• **Texto de partida**
Y sin embargo, en la otra cara de la moneda, el PIB está diseñado para capturar los costes hospitalarios generados por la contaminación atmosférica, el coste del consumo de sustancias nocivas como el tabaco o el alcohol, o incluso, tras la última revisión de su cálculo, el montante de transacciones relacionadas con la prostitución, el tráfico de drogas y otros delitos. La tala de un bosque es considerada una actividad económica que suma al PIB, aunque se destruya patrimonio natural de manera irreversible.

• **Datos en estudio**
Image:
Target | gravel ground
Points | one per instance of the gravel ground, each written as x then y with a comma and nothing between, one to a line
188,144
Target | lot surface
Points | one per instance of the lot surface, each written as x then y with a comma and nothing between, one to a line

• **Qué debes hacer**
Según el texto sobre el PIB, ¿cómo se considera la tala de un bosque?

• **Respuesta del ejercicio**
Se considera una actividad económica que suma al PIB, aunque se destruya patrimonio natural de manera irreversible.